### Exercise task
Find each line in the entries below that contains the word "name", and copy out every such line. Case counts.

****************

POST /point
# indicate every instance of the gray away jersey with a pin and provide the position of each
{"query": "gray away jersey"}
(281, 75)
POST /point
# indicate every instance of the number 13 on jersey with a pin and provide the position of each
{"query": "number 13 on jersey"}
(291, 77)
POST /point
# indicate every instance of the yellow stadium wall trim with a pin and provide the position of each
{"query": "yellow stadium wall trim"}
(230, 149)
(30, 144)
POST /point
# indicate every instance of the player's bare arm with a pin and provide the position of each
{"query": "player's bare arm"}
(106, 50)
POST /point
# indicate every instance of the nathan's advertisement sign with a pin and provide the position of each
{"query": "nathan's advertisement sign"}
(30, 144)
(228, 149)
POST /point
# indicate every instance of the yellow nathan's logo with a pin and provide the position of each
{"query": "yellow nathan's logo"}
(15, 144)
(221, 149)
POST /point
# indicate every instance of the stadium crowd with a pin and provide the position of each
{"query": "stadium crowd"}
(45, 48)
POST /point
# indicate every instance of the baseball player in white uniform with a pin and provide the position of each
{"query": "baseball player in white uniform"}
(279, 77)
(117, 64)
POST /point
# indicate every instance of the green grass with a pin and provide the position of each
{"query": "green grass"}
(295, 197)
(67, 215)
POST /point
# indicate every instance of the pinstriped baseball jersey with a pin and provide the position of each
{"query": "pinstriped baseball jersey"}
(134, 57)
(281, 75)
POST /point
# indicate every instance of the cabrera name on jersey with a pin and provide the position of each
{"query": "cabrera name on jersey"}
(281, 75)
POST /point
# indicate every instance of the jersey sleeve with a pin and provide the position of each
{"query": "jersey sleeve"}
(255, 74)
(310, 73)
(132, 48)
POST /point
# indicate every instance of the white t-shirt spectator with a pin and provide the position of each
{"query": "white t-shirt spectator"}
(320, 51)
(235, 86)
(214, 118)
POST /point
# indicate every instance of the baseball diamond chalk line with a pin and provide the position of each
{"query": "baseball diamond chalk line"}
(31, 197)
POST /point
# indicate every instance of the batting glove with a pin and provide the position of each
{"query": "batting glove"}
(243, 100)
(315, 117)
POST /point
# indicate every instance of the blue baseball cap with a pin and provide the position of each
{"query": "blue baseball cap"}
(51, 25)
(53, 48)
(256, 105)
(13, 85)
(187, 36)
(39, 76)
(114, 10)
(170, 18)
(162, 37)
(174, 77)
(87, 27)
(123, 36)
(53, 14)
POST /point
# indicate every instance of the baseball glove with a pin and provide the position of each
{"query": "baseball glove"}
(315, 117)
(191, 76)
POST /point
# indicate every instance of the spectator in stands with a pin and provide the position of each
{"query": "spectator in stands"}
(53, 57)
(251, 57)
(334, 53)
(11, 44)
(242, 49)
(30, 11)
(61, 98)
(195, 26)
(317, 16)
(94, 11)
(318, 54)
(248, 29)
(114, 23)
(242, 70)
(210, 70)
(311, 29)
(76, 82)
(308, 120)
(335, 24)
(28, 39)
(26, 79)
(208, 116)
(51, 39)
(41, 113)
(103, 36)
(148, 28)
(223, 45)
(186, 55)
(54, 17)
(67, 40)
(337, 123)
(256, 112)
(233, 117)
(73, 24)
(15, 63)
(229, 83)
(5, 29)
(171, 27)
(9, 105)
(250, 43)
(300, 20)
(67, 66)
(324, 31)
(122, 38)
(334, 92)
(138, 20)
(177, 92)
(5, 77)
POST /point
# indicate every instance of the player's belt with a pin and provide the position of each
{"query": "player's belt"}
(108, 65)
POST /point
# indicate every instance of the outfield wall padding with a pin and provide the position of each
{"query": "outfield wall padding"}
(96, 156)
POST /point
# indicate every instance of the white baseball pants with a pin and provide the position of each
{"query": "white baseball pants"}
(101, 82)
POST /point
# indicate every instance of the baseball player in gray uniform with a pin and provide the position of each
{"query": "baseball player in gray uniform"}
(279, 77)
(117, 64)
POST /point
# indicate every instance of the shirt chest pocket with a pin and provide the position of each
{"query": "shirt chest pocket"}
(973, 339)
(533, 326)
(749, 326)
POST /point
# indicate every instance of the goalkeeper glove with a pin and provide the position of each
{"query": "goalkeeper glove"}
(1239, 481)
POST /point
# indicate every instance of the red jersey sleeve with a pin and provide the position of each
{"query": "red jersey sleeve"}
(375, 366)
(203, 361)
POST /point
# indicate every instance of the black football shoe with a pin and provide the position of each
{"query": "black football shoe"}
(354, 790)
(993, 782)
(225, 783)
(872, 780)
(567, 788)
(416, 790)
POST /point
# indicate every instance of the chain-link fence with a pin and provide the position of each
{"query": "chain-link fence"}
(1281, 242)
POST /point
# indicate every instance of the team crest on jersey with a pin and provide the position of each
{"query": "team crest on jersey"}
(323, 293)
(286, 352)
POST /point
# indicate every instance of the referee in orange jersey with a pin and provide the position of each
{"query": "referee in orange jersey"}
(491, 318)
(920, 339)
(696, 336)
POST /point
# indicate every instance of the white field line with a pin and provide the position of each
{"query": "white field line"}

****************

### Answer in full
# indicate every instance of the cabrera name on jersey with a pin and provide the position of each
{"query": "cabrera name on jersey"}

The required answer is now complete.